▶ _What the exercise asks_:
Copy the records below exactly, leaving out any pictures.

▶ _Dataset excerpts on object pointing_:
⟨
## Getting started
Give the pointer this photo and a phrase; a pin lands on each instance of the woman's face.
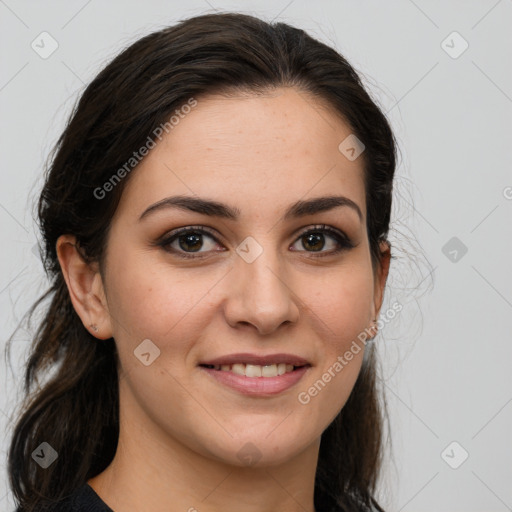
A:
(253, 283)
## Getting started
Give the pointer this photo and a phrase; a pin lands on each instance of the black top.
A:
(83, 499)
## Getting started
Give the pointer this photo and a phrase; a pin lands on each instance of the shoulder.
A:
(83, 499)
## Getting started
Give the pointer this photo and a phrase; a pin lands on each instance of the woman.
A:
(215, 221)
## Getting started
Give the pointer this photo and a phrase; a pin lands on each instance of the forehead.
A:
(250, 151)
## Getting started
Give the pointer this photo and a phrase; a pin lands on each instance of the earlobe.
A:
(85, 288)
(382, 275)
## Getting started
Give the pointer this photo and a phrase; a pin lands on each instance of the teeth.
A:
(256, 370)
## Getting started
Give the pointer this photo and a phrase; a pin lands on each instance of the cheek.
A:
(342, 306)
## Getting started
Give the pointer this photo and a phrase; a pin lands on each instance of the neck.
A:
(151, 470)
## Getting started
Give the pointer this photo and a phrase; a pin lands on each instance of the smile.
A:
(254, 370)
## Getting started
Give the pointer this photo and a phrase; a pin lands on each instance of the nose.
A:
(259, 294)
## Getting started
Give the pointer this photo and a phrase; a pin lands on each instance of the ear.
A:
(381, 276)
(85, 286)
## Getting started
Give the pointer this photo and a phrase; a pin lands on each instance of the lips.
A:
(255, 359)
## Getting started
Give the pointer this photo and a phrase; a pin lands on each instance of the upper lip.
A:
(262, 360)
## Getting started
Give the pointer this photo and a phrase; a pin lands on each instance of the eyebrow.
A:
(216, 209)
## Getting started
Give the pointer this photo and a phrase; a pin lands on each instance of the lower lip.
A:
(258, 386)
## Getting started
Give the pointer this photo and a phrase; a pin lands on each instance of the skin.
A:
(181, 430)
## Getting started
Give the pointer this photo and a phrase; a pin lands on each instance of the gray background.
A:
(446, 356)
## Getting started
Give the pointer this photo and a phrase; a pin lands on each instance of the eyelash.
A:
(344, 243)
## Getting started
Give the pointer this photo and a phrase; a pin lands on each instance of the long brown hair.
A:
(76, 410)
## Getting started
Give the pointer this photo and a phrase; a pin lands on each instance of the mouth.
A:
(255, 370)
(256, 375)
⟩
▶ _Solution to this problem_:
## Getting started
Give the pointer this photo and a phrase; a pin lands on each instance of the woman's face.
A:
(253, 283)
## Getting started
Give the pointer this photo and a phrase; a pin lands on each instance of the black top.
A:
(83, 499)
## Getting started
Give the pointer this photo and a phrase; a pin lands on each instance of the shoulder.
A:
(83, 499)
## Getting started
Give the pointer this photo and a phrase; a pin lands on each instance of the woman.
A:
(215, 221)
## Getting started
Give the pointer this photo and a phrase; a pin lands on each instance of the forehead.
A:
(250, 151)
## Getting started
Give the pointer this photo and a phrase; a pin lands on each instance of the earlobe.
A:
(85, 288)
(382, 275)
## Getting started
Give the pointer this photo and a phrase; a pin lands on each instance of the teeth.
A:
(256, 370)
## Getting started
Give the pointer this photo and a phrase; a pin lands on each instance of the cheek.
A:
(342, 306)
## Getting started
Give the pointer this photo and a phrase; a pin lands on each instance of the neck.
A:
(151, 470)
## Getting started
Give the pointer this photo and a phrase; a pin lands on each instance of the smile.
A:
(254, 370)
## Getting started
Give the pointer this photo and a phrase; a pin lands on each instance of the nose.
A:
(259, 294)
## Getting started
Give the pointer this photo and a phrase; a pin lands on each instance of the ear.
A:
(381, 276)
(85, 286)
## Getting started
Give the pointer this photo and a phrase; a pin lands on each instance of the lips.
A:
(255, 359)
## Getting started
Give the pointer this photo and a phrase; a pin lands on each instance of the upper lip.
A:
(262, 360)
## Getting started
Give the pointer this photo and a phrase; a pin lands on each instance of the eyebrow.
A:
(216, 209)
## Getting started
Give the pointer this photo and a phrase; a pin lands on each instance of the lower lip.
A:
(258, 386)
## Getting started
Give the pointer this photo and a phrase; a pin lands on each instance of the skin.
A:
(181, 430)
## Getting started
Give the pointer this photo and a phrase; a pin lands on each instance of the gray background.
A:
(446, 356)
## Getting started
Give the pointer this photo and a phrase; a pin lands on each instance of the eyelash.
A:
(344, 243)
## Getting started
Give the pointer this photo and a phrase; a pin lands on each instance of the long brown hair.
A:
(76, 410)
## Getting started
Give the pointer this photo and a phrase; a pin lands on each instance of the mouth.
A:
(255, 370)
(256, 375)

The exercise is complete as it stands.